List of tasks >>
1. Translate this sentence from the blog post about homeschooling and socialization into Spanish: "Educators seem to do this all the time, trying to make it sound like they guard complex knowledge that only they can get right."
2. According to the blog post about homeschooling and socialization, how long has the writer's family been part of the small, kid-run learning co-op?

Excerpt >>
Content starts

Did you see this post on Popsugar about homeschooling and socialization? It’s basically crap, but it made the rounds on a few online corners of homeschooling.
Obviously the arguments about socialization in there are absurd. I mean, there’s no way to teach those skills without a traditional classroom? I can think of dozens off the top of my head, most of which homeschool families I know use. My personal favorite, which you probably already know, is Destination Imagination, which is nothing like being in a traditional classroom. Or maybe it’s the small, kid-run learning co-op we’ve been a part of for eight years.
But I digress. Because as silly as the socialization arguments were in that piece, it wasn’t the thing that really bugged me.
The thing that really bugged me was the way in which professional educators try to justify themselves by making learning seem like it’s a secret, arcane mystery that only they can unlock. Socialization isn’t learning to play with, talk to, and interact with other people. Oh no. “Educational socialization is much more challenging than that,” the post claims. So much more challenging that only real teachers in real classrooms can really do it.
Remember in To Kill a Mockingbird when the teacher is angry that Scout learned to read at home because she couldn’t have done it the “right” way? Seen any of the viral images of Common Core math where parents talk about how they’re no longer “allowed” to help with their second grader’s math homework because they’ll explain it “wrong”? Ever heard an educator throw around half-nonsense jargon at an IEP meeting?
Educators seem to do this all the time, trying to make it sound like they guard complex knowledge that only they can get right.

Content ends

Material shown >>
Content starts

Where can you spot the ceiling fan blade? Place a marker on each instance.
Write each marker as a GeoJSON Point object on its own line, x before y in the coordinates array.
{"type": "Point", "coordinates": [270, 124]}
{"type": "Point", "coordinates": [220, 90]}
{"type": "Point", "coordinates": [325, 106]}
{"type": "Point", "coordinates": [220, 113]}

Content ends

Answers >>
1. Los educadores parecen hacer esto todo el tiempo, tratando de dar la impresión de que custodian un conocimiento complejo que solo ellos pueden manejar correctamente.

2. Eight years.